[Your task]:
Make an exact copy of the entries, and keep any pictures out of it.

Point-based annotation data:
════
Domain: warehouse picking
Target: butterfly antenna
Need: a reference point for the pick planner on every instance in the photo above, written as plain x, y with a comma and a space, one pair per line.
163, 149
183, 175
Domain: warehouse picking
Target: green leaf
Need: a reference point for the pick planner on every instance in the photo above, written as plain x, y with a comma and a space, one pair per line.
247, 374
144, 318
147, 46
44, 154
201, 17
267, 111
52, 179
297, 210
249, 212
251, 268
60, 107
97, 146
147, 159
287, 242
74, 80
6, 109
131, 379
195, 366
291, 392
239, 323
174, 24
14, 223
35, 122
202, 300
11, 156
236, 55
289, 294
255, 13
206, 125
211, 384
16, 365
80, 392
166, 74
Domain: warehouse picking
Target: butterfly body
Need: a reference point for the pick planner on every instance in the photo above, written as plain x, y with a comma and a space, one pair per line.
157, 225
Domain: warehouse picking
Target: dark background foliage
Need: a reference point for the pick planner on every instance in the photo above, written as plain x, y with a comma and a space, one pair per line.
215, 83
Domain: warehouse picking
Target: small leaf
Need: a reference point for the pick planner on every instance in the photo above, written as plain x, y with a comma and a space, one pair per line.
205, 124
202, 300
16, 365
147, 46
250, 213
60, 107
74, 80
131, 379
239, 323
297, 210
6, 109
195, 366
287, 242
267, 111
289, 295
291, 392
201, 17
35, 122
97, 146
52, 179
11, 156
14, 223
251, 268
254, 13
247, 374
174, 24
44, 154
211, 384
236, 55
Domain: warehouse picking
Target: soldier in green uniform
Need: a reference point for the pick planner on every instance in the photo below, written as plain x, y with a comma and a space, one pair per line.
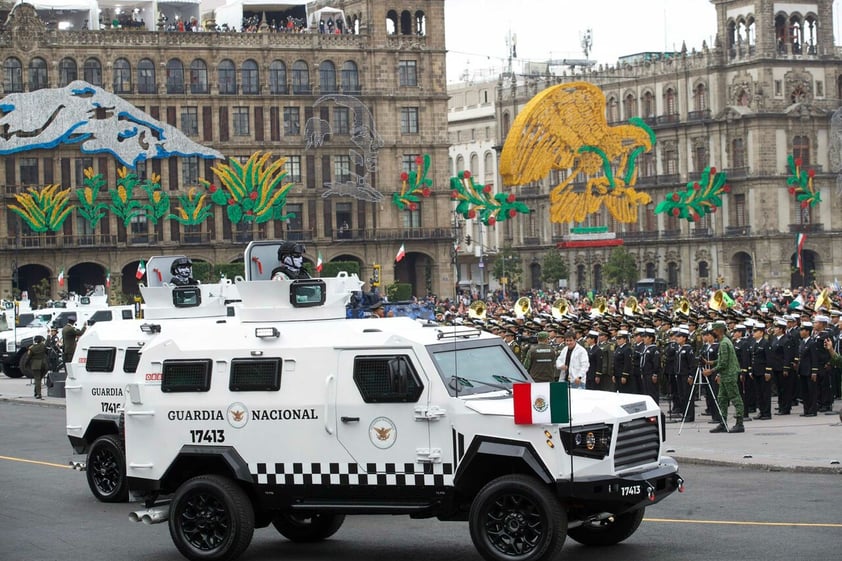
540, 359
727, 371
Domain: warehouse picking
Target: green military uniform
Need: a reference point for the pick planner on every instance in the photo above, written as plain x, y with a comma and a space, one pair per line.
728, 369
540, 360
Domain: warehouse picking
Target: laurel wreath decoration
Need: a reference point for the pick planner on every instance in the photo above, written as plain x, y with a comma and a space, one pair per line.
700, 198
414, 185
475, 200
801, 183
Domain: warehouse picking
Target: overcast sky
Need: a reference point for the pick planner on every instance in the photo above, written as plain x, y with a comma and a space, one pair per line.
476, 30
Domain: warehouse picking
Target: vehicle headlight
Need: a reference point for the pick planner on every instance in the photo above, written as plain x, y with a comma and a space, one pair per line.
592, 441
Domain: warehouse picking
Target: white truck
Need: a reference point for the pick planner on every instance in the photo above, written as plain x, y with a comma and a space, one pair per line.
106, 361
295, 416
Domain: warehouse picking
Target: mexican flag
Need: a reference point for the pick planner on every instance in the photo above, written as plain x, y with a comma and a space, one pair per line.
541, 403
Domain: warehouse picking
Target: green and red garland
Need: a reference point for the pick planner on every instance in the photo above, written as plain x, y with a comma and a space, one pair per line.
475, 200
801, 183
699, 198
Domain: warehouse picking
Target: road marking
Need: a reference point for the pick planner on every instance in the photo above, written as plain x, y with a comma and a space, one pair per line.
25, 461
743, 523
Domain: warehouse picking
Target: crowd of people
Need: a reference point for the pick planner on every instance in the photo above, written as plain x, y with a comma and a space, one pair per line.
729, 347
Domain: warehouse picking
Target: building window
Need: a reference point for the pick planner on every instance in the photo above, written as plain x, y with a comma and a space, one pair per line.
342, 168
189, 170
146, 76
341, 120
801, 149
175, 76
67, 71
739, 210
122, 76
350, 78
190, 121
277, 78
407, 73
293, 167
227, 78
292, 124
241, 121
409, 120
37, 74
12, 75
300, 77
327, 77
198, 77
251, 78
92, 72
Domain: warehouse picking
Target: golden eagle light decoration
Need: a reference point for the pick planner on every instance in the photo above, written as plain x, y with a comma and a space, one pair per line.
564, 128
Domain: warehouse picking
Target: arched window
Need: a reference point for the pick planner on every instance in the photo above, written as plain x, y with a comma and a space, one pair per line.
198, 76
350, 78
122, 76
300, 77
406, 23
227, 78
277, 78
37, 74
12, 75
251, 78
327, 77
92, 72
391, 22
146, 76
175, 76
67, 71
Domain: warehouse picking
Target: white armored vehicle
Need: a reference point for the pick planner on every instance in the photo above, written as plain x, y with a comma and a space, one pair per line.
106, 361
296, 417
════
[Task response]:
Domain: warehouse picking
Target: butterfly antenna
Need: a reference point for the pick planner on every instance in the photo above, written as plain x, y with a comma and a space, one pair per line.
163, 149
183, 175
Domain: warehouse picking
Target: green leaf
Need: a reference point for the pick planner on every instance in the photo above, written as plain x, y with a comma and a space, one pair per line.
247, 374
144, 318
147, 46
44, 154
201, 17
267, 111
52, 179
297, 210
249, 212
251, 268
60, 107
97, 146
147, 159
287, 242
74, 80
6, 109
131, 379
195, 366
291, 392
239, 323
174, 24
14, 223
35, 122
202, 300
11, 156
236, 55
289, 294
255, 13
206, 125
211, 384
16, 365
80, 392
166, 74
Domain: warehouse picking
Target: butterfly body
Need: a reference point for the pick planner on every instance in the photo above, written as plain x, y with a comma and a space, one pair per line.
157, 225
Domain: warehouse picking
Target: dark background foliage
Need: a reference point for the pick planner on every instance in the photo above, written as plain x, y with a comma and a space, one pair per line.
215, 83
Domain: warehouse picking
Target: small leaf
Need: a reference point for the pick planner on every instance in the photo above, written as plain x, y with a comma and a space, one pair per line.
205, 124
202, 300
16, 365
147, 46
250, 213
60, 107
74, 80
131, 379
239, 323
297, 210
6, 109
195, 366
287, 242
267, 111
289, 295
291, 392
201, 17
35, 122
97, 146
52, 179
11, 156
14, 223
251, 268
254, 13
247, 374
174, 24
44, 154
211, 384
236, 55
Domain: warehouse picking
Target: soldier in green uniform
Need: a reference point for the pick planner on every instance in the photo below, written as plain x, y with a comma and a space, one pair per line.
540, 359
727, 371
Domain: warehouse picking
Target: green military uniform
Need: a reference point for the pick planner on every instance in the photo above, written as plain x, y with a comma and a space, one pair per line.
728, 369
540, 360
Domain: warehouse picking
Target: laurel wreath decoration
Need: a reference point for the pick planner on every instance in the photo above, written as plain x, y with a comma and a space, one pair per line.
700, 198
414, 185
475, 200
801, 183
Domain: warehouse picking
Target: overcast sky
Need: a reference point for the pick planner on every instance in the photo above, written as plain x, y with a comma and a space, one pair per line.
476, 30
Domain: warehouse picking
Target: vehicle headlight
Need: a reference point for the pick planner on every instance in the photo above, written as plain x, y with a comma and a space, one pair per line.
592, 441
Domain: warehouse picking
Target: white truck
Need: a reference point for the pick planner on every instance in the photo above, written as plain x, y with a comma and a space, one pair per line.
106, 361
295, 416
Domain: warehouse picking
Target: mexican flag
Need: a reference point for the pick planner on every instance in the photo above, written as plain x, y with a comma and a space, one pair per line.
541, 403
Domain: warehouse picking
Target: green and red garland
Need: a reference point for the pick planner on every instance in the photo above, written as plain x, y with a comma and a space, one pair per line.
475, 200
801, 183
699, 198
Domain: warehouse picking
Target: road marking
Need: a reference point for the pick planner on every instance in the photo above, written as plain x, y with a comma and a space, one pair per line.
25, 461
743, 523
Domain: warehouse picking
Target: crowd of people
Need: a reference point for the pick planner on every instance in the photo above, written as plain x, y with a comma and a space, one pair per line.
729, 347
Domain: warehouse picking
Target: building window
Need: a reference point for the pick planner on every instance in the photo above, written as plain x, y with a comma and a space, one pair per line.
342, 168
189, 170
146, 76
341, 120
801, 149
175, 76
67, 71
739, 210
122, 76
350, 78
190, 121
277, 78
407, 73
293, 167
227, 78
292, 124
241, 121
409, 120
37, 74
12, 75
300, 77
327, 77
198, 77
251, 78
92, 72
Domain: warehouse picking
Target: golden eagle light decoration
Need: a reference point for the pick planner on every instance in the photo above, written as plain x, y with a comma and a space, one pair per line.
564, 128
Domain: warehouse picking
Target: arched window
Need: a reference point for the pick planner on every instance in the photo above, written as plain x, y with a comma and a space, one pair per line.
198, 76
350, 78
122, 76
300, 77
406, 23
227, 78
277, 78
37, 74
12, 75
251, 78
327, 77
92, 72
391, 22
146, 76
175, 76
67, 71
Domain: warehouse picking
Target: white armored vehicle
Need: a reference point for the pick planner on every instance in the photo above, written as plain x, y with a comma and a space, one pair per line.
106, 361
296, 417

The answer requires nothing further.